→ **AIM**:
Everything from the line containing "of the blurred" through the last line of the records below should be printed exactly, please, and nothing else.

→ **GIVEN DATA**:
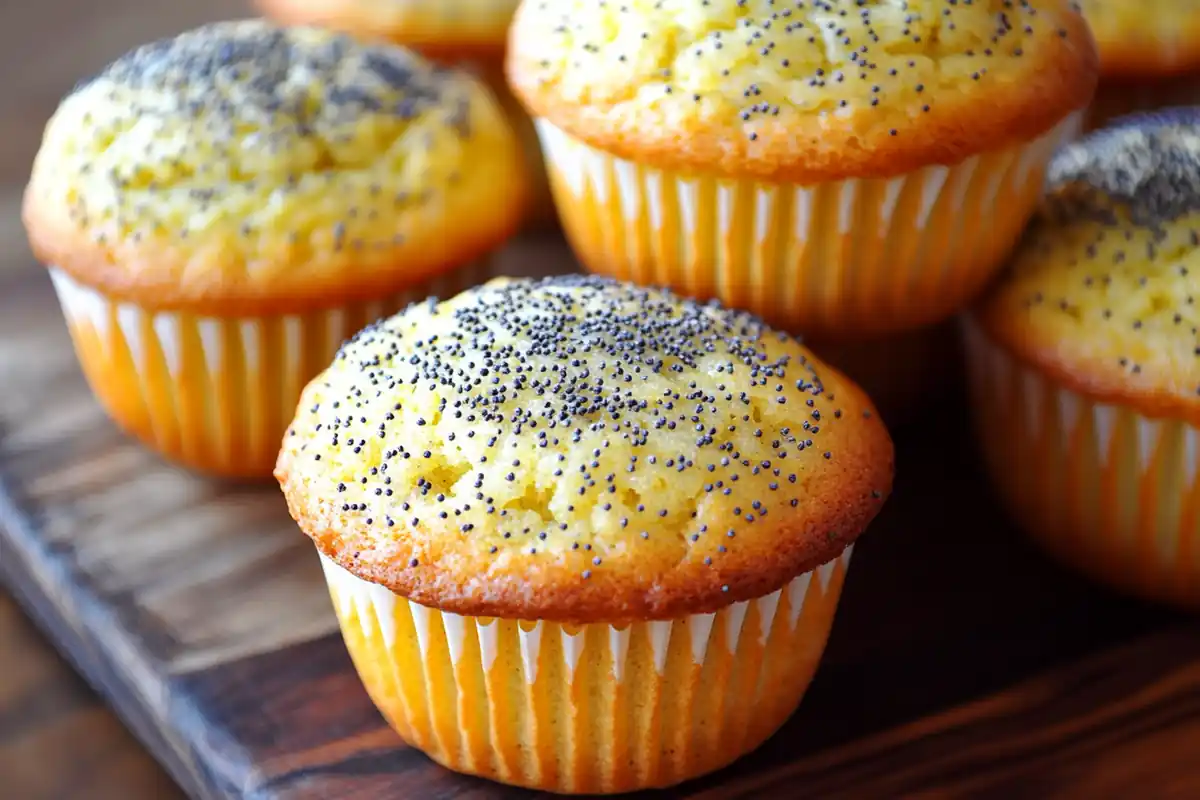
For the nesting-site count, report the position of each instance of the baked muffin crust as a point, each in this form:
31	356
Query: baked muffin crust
1145	37
1103	294
581	450
801	91
441	28
243	168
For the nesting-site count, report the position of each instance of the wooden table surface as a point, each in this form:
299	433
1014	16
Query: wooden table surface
58	740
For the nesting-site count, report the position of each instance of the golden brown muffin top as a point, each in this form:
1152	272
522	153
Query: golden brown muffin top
1145	37
802	90
450	29
244	164
581	450
1104	292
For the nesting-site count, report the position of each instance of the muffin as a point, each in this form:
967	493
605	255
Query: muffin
1085	361
1150	55
841	168
221	210
583	536
468	34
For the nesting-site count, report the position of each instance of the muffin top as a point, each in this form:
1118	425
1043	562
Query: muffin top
580	450
1103	293
1145	37
439	28
243	167
802	91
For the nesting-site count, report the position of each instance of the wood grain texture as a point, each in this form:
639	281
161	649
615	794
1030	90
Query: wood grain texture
963	663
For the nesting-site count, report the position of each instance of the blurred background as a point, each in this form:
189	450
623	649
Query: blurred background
57	738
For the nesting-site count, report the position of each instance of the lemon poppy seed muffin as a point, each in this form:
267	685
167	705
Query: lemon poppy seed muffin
451	29
467	34
221	210
1086	360
1150	55
839	167
583	536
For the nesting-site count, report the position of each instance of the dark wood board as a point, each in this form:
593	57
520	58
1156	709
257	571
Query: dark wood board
963	662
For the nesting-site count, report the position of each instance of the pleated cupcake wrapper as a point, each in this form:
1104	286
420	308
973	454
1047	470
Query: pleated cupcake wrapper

→ **EXERCISE ANSWER**:
For the nesting-site count, report the position of each instance of the blurred background as a point, each in this form:
189	450
623	649
Query: blurred background
57	738
For the nesting-site count, report the position of each instance of the lemon poppy seed muffin as a point, each in this form:
267	685
167	705
Query: lemon poppy seed muffin
451	29
467	34
221	210
1086	360
1150	55
839	167
583	536
For the nesting-site count, report the position of each instance of the dark wood board as a point, each in this form:
593	57
520	58
1156	709
257	571
Query: dark wood board
963	662
For the nesting-site count, report the position of each instance of the pleated cupcake wrapper as a point, each in this form:
1104	286
420	308
973	454
1047	470
Query: pleated cupcake wrapper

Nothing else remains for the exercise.